#### What you are asked to do:
Print the material below, copying every line word for word and in the same order.

#### Saved entries:

┌──

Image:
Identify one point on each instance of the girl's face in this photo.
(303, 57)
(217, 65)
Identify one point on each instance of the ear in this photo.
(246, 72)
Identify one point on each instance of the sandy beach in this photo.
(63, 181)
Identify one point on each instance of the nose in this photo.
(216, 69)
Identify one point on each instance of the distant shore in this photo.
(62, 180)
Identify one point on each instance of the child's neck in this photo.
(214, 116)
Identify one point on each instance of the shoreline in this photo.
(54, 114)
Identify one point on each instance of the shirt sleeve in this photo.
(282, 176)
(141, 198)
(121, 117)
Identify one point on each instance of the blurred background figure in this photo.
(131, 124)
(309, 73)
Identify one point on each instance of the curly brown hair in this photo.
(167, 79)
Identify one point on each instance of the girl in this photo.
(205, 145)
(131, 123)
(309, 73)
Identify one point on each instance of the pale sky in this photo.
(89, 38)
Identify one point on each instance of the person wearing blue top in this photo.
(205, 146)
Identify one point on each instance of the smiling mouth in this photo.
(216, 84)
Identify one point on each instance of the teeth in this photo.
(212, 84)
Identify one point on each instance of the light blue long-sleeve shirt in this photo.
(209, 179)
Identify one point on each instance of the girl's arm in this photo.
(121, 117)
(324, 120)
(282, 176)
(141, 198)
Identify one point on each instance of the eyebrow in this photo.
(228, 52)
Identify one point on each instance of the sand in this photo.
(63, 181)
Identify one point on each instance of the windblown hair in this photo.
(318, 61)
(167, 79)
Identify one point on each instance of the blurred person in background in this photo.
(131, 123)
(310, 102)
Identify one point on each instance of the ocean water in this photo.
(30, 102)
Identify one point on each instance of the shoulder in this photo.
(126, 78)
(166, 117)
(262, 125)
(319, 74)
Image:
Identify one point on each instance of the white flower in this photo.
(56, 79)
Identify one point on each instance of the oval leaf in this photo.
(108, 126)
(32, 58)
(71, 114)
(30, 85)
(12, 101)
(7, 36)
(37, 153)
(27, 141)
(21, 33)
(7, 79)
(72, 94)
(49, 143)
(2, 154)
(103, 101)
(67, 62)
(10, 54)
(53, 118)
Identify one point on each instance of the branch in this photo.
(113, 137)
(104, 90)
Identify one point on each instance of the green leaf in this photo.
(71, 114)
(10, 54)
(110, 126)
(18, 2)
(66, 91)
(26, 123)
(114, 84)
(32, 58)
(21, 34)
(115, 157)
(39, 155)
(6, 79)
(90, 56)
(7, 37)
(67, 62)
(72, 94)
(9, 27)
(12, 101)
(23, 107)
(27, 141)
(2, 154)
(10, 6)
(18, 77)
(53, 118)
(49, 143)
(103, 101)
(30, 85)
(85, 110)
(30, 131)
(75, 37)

└──

#### Exercise answer:
Image:
Identify one point on each instance of the girl's face in this photo.
(303, 57)
(217, 65)
Identify one point on each instance of the ear in this photo.
(246, 72)
Identify one point on each instance of the sandy beach in this photo.
(63, 181)
Identify one point on each instance of the nose in this photo.
(216, 69)
Identify one point on each instance of the distant shore in this photo.
(62, 180)
Identify one point on each instance of the child's neck in this photo.
(214, 116)
Identify one point on each instance of the shoreline in this photo.
(54, 114)
Identify one point on each instance of the shirt sleeve in this photo.
(282, 176)
(141, 198)
(121, 117)
Identify one point on each instance of the blurred background figure in this photo.
(131, 124)
(309, 73)
Identify one point on each instance of the curly brown hair in this photo.
(167, 79)
Identify one point on each instance of the girl in this photo.
(205, 145)
(131, 123)
(309, 73)
Identify one point on each instance of the pale sky in this photo.
(89, 38)
Identify one point on each instance of the person wearing blue top in this photo.
(205, 146)
Identify one point on each instance of the smiling mouth in this photo.
(216, 84)
Identify one point on each instance of the teeth in this photo.
(212, 84)
Identify one point on each instance of the light blue long-sleeve shirt in this photo.
(209, 179)
Identify one point on each instance of the girl's arm in this photo.
(121, 117)
(324, 120)
(282, 176)
(141, 198)
Identify one point on each instance of the eyebrow in this photo.
(228, 52)
Identify one point on each instance of the sand in this photo.
(63, 181)
Identify one point on each instance of the windblown hair in this photo.
(318, 61)
(167, 79)
Identify one point on each instance of the blurred person in background in this photo.
(131, 123)
(310, 102)
Identify one point on each instance of the ocean water in this photo.
(30, 102)
Identify one point on each instance of the shoulder in this photo.
(126, 78)
(166, 117)
(262, 125)
(319, 74)
Image:
Identify one point on each instance of the white flower in this photo.
(56, 79)
Identify one point on each instance of the oval leaf in this photo.
(108, 126)
(32, 58)
(71, 114)
(30, 85)
(12, 101)
(7, 36)
(37, 153)
(27, 141)
(21, 33)
(7, 79)
(72, 94)
(49, 143)
(2, 154)
(103, 101)
(67, 62)
(10, 54)
(53, 118)
Identify one point on each instance of the branch in this photo.
(113, 137)
(104, 90)
Identify one point on each instance of the green leaf in this photo.
(71, 114)
(10, 54)
(110, 126)
(18, 2)
(66, 91)
(26, 123)
(114, 84)
(32, 58)
(21, 34)
(115, 157)
(39, 155)
(6, 79)
(90, 56)
(7, 37)
(67, 62)
(72, 94)
(9, 27)
(12, 101)
(23, 107)
(27, 141)
(2, 154)
(10, 6)
(18, 77)
(53, 118)
(49, 143)
(103, 101)
(30, 85)
(85, 110)
(30, 131)
(75, 37)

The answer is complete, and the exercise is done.